━━ SOURCE DOCUMENT ━━

How to Start A Mentoring Program 5 Easy Steps – Updated 2025

Sam Cook

Published:

Last Updated:

How to Start A Mentoring Program 5 Easy Steps – Updated 2025

Congratulations (or condolences)! You’ve been tasked with creating a mentorship program for your organization! But wait, where do you start? You can’t recall ever being in a mentoring relationship yourself, and for that matter, you’re not exactly sure what “mentoring” is. Is it coaching? Is it training? Is it counseling? All of the above, or none of these?

The process of creating a mentoring program can easily get out of control if you don’t take a structured and thoughtful approach. Our guide offers a 5-step process that will show you how to start a mentoring program in a way that reduces the stress and complications many people encounter when they build one for the first time. Our guide is built on our experience working with hundreds of clients across almost every industry who have successfully launched both small and enterprise-level mentoring programs.

This guide breaks the launch process down into the following 5 steps:

  1. Identifying and elaborating on the problem you’re trying to solve
  2. Exploring and selecting the type of mentoring programs that will solve that problem
  3. Aligning the program around measurable goals and objectives
  4. Drafting the program structure and needed resources
  5. Generating internal support from executive leaders

Once you’ve taken care of these 5 steps, your program will be ready to launch in no time!

━━━
━━ EXCERPTED DATA ━━

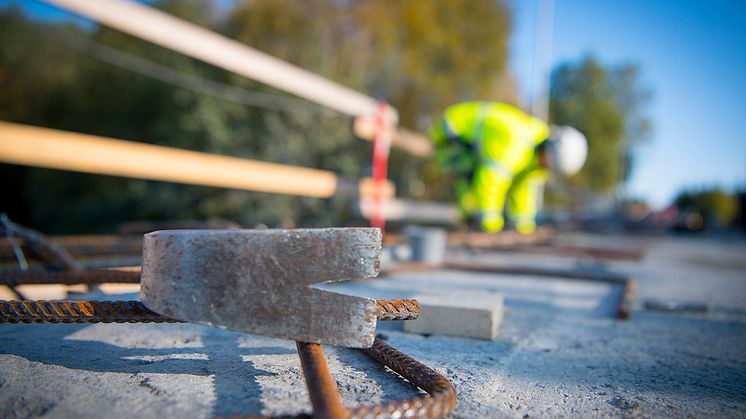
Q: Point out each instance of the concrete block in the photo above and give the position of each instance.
(464, 314)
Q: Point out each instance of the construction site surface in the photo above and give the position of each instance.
(562, 348)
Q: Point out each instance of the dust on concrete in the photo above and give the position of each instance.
(560, 351)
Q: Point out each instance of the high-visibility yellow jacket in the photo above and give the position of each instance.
(492, 148)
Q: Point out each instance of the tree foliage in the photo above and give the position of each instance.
(717, 207)
(421, 56)
(607, 104)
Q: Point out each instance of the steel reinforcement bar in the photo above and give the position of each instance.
(70, 311)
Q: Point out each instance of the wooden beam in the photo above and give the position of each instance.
(411, 142)
(53, 149)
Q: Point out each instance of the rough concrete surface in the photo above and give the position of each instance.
(467, 314)
(560, 351)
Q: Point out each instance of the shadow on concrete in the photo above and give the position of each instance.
(236, 388)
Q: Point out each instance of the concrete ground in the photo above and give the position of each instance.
(560, 351)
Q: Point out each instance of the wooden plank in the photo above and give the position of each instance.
(41, 147)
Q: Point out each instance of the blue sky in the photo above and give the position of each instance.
(693, 57)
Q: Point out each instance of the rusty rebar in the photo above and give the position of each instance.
(398, 309)
(442, 394)
(322, 389)
(82, 246)
(39, 244)
(72, 311)
(69, 311)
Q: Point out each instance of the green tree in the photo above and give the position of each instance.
(607, 104)
(717, 207)
(421, 56)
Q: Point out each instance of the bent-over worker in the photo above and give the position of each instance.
(498, 154)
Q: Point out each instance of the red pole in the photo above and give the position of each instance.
(381, 147)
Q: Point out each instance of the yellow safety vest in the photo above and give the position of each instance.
(491, 147)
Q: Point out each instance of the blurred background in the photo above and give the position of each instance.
(657, 87)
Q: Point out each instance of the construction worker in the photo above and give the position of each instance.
(496, 152)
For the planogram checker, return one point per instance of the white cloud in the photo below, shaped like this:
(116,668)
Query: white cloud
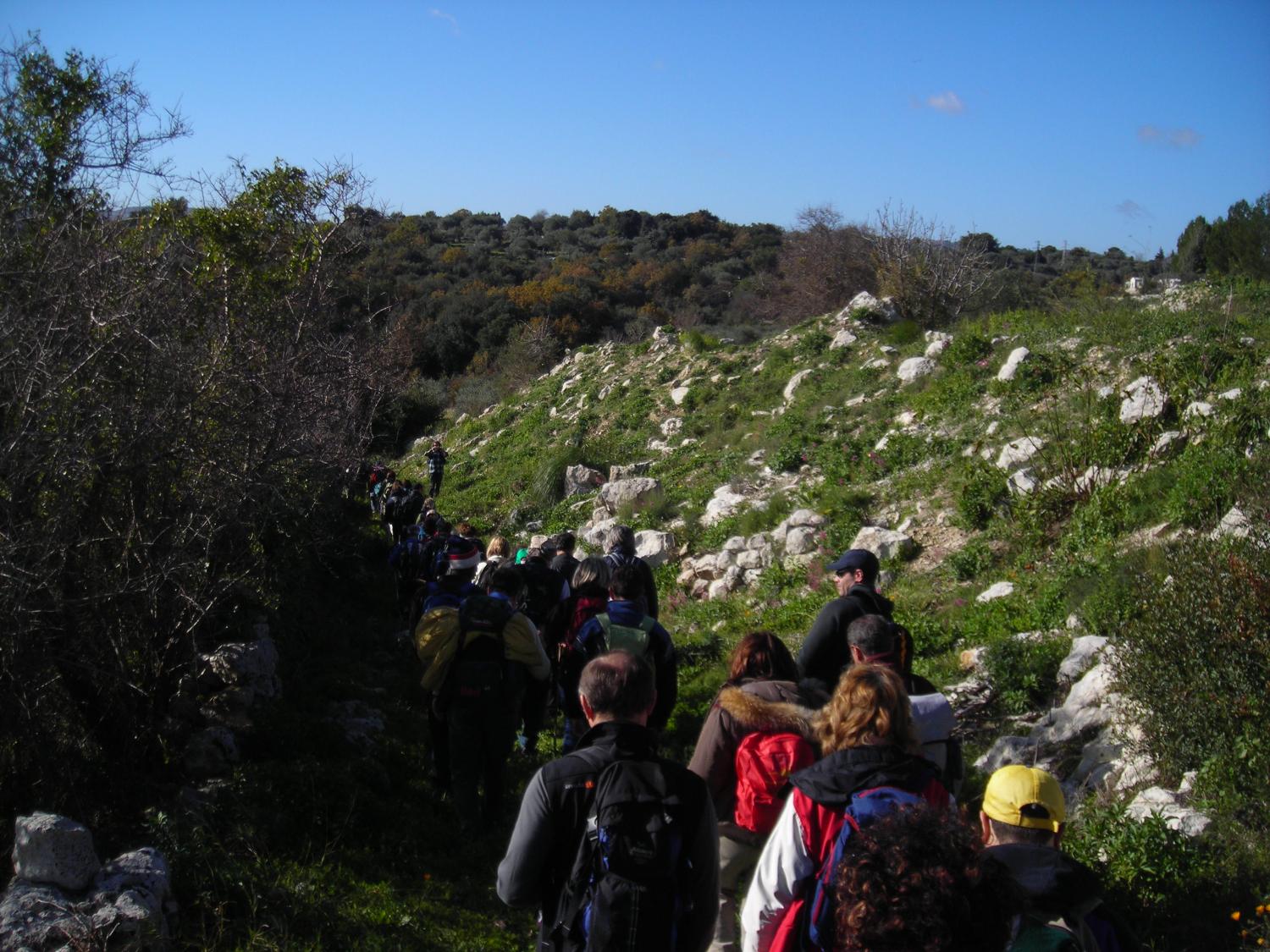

━━━

WHAT THIS EXERCISE ASKS:
1) According to the mentoring program guide, why should someone take a structured and thoughtful approach when creating a mentoring program? Answer in one to three sentences.
2) Reproduce the passage of the mentoring program guide that opens with the words containing "The process of" and closes with "enterprise-level mentoring programs.".
The records come from a separate source.

ANSWERS BY TASK:
1) Without a structured and thoughtful approach, the process of creating a mentoring program can easily get out of control.

2)
The process of creating a mentoring program can easily get out of control if you don’t take a structured and thoughtful approach. Our guide offers a 5-step process that will show you how to start a mentoring program in a way that reduces the stress and complications many people encounter when they build one for the first time. Our guide is built on our experience working with hundreds of clients across almost every industry who have successfully launched both small and enterprise-level mentoring programs.